### Exercise description
Rewrite the rows from the start through the line containing "[0,134,639,359]", replacing "bounding box" with "enclosing rectangle" wherever it occurs and keeping everything else identical.

-------- Excerpted data

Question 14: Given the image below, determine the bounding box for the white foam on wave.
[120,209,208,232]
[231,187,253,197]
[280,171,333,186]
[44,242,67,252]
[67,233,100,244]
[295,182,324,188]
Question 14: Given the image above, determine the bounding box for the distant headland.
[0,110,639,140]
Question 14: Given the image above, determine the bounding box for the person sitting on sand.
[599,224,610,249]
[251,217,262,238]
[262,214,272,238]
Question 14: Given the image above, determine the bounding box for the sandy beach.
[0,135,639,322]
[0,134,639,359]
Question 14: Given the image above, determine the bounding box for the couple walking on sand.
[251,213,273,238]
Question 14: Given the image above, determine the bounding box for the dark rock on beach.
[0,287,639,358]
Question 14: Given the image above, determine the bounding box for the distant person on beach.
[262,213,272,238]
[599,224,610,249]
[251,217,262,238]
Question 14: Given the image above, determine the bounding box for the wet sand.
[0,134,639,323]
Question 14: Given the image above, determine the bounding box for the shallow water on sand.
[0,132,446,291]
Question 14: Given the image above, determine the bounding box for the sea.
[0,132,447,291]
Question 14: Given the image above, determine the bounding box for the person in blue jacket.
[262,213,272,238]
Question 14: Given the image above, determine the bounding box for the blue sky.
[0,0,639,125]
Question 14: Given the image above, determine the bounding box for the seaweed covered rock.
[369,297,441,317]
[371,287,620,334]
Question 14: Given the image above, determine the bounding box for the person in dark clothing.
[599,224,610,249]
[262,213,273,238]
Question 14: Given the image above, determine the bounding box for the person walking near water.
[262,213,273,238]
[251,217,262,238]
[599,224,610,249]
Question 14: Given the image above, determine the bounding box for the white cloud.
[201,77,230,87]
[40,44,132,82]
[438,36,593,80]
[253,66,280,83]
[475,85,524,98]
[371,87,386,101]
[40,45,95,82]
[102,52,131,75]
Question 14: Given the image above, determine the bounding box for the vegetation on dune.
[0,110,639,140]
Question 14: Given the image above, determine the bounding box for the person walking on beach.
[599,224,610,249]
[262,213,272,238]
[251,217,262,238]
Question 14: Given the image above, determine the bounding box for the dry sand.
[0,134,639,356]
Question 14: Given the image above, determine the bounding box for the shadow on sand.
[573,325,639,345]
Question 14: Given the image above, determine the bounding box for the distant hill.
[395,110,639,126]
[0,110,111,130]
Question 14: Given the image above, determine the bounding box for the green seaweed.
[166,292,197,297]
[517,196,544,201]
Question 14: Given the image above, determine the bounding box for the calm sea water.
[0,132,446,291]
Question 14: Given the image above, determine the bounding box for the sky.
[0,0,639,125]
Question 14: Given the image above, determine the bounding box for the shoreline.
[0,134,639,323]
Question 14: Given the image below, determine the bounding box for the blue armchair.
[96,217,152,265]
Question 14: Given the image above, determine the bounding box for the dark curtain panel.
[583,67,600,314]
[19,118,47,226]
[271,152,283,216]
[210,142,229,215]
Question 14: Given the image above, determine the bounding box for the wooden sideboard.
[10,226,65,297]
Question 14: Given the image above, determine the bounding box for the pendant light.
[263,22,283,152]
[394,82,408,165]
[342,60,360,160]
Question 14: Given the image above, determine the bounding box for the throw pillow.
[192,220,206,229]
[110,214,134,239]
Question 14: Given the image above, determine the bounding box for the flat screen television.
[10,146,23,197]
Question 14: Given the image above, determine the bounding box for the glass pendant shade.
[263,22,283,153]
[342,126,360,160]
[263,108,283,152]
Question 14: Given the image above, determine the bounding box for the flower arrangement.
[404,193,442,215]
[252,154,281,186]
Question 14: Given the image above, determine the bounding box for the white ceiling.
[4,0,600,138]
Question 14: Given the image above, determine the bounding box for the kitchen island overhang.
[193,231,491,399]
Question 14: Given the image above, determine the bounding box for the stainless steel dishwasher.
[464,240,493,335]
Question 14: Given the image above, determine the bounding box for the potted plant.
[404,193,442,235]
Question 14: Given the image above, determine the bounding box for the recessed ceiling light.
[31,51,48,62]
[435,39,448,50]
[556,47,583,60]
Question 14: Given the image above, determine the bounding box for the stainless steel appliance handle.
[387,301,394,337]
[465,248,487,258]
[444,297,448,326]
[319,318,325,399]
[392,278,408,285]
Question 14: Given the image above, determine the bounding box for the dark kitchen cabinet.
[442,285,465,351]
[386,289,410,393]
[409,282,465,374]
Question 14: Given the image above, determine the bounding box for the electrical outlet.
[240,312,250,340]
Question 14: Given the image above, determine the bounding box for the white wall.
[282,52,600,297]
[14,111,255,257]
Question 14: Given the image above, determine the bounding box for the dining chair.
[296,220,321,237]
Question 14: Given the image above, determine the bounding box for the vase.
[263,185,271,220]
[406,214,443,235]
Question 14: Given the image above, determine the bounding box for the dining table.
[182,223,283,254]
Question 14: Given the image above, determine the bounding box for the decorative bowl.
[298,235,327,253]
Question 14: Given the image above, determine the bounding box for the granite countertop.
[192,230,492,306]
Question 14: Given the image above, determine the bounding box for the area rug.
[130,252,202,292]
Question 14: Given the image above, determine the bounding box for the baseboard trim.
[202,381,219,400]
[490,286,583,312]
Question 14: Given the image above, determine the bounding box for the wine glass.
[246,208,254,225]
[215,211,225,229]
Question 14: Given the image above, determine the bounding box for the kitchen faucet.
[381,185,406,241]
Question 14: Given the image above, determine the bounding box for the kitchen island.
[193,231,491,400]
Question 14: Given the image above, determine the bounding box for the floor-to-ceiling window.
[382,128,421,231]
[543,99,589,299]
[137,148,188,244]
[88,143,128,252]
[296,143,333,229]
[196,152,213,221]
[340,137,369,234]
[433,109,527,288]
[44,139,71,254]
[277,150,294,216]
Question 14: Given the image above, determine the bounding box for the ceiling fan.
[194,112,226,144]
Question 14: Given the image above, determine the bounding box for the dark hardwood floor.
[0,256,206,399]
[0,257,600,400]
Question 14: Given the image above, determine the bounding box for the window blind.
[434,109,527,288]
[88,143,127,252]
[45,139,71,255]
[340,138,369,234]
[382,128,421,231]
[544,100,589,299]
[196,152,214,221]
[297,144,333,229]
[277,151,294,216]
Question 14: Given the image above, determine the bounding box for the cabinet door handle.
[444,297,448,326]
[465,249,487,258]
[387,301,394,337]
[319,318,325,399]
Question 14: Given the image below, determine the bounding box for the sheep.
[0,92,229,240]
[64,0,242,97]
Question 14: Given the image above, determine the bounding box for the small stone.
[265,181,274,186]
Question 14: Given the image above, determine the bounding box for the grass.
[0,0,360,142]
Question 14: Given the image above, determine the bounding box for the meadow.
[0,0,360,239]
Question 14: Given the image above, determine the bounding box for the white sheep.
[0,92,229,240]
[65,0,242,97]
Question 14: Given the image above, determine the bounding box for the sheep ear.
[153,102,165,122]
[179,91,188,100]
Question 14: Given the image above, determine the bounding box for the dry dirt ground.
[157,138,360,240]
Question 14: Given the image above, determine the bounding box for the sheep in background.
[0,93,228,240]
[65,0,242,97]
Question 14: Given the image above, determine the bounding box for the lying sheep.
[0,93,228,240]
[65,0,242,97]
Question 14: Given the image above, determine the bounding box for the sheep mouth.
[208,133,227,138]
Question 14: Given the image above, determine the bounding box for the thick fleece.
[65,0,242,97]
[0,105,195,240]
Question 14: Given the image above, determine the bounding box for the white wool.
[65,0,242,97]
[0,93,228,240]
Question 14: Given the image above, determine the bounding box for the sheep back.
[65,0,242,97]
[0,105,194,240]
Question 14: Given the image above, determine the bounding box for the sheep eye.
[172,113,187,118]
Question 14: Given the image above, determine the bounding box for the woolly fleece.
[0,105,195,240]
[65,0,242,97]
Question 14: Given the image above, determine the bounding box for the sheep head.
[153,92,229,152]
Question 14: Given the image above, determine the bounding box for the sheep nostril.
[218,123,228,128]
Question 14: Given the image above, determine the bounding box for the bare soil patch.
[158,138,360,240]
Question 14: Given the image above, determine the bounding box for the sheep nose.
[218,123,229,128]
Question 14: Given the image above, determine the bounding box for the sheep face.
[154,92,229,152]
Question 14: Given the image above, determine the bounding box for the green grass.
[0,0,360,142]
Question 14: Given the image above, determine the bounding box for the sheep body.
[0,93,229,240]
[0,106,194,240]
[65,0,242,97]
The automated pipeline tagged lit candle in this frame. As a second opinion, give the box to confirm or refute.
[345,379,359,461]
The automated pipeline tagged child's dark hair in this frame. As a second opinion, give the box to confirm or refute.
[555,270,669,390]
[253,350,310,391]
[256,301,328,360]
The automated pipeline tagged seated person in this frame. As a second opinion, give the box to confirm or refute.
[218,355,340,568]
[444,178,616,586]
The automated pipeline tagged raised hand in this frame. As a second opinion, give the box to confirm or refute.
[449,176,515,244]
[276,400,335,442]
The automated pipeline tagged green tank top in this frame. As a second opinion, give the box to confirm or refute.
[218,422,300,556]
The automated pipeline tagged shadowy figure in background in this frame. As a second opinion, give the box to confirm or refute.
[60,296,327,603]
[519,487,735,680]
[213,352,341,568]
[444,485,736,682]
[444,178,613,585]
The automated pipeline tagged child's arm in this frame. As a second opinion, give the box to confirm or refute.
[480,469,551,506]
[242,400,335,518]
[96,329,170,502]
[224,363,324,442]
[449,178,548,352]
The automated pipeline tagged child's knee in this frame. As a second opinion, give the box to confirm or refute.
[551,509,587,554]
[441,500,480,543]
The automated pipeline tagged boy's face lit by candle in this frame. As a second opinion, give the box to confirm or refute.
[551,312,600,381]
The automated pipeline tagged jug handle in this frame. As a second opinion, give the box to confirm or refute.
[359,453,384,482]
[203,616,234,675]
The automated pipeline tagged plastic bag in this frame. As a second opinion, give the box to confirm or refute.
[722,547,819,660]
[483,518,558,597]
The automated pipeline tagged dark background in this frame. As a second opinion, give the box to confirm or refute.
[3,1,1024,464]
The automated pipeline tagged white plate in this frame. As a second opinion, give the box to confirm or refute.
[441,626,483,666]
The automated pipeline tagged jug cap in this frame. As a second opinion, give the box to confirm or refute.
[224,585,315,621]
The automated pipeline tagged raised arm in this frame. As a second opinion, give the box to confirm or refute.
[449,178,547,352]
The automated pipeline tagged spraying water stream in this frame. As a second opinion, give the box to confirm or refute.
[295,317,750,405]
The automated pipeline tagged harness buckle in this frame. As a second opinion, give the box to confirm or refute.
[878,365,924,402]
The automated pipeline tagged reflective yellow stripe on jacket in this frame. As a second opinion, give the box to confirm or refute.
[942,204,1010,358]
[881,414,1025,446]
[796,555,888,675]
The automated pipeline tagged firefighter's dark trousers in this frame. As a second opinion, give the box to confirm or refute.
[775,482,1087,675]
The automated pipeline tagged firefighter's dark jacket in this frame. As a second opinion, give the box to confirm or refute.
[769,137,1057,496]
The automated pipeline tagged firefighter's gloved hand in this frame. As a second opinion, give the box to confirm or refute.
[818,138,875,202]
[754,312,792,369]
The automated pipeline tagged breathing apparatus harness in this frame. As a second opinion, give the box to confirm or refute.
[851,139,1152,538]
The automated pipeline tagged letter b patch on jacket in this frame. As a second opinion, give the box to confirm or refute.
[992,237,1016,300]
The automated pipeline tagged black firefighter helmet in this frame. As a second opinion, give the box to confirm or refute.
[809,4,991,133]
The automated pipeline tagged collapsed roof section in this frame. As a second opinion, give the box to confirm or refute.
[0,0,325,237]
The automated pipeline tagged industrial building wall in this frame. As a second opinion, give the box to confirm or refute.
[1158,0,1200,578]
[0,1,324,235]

----------------

### Problem solution
Question 14: Given the image below, determine the enclosing rectangle for the white foam on wave.
[120,209,208,232]
[231,187,253,197]
[280,171,333,186]
[44,242,67,252]
[67,233,100,244]
[295,182,324,188]
Question 14: Given the image above, determine the enclosing rectangle for the distant headland.
[0,110,639,140]
Question 14: Given the image above, determine the enclosing rectangle for the person sitting on sand.
[599,224,610,249]
[251,217,262,238]
[262,214,272,238]
Question 14: Given the image above, determine the enclosing rectangle for the sandy beach.
[0,135,639,322]
[0,134,639,359]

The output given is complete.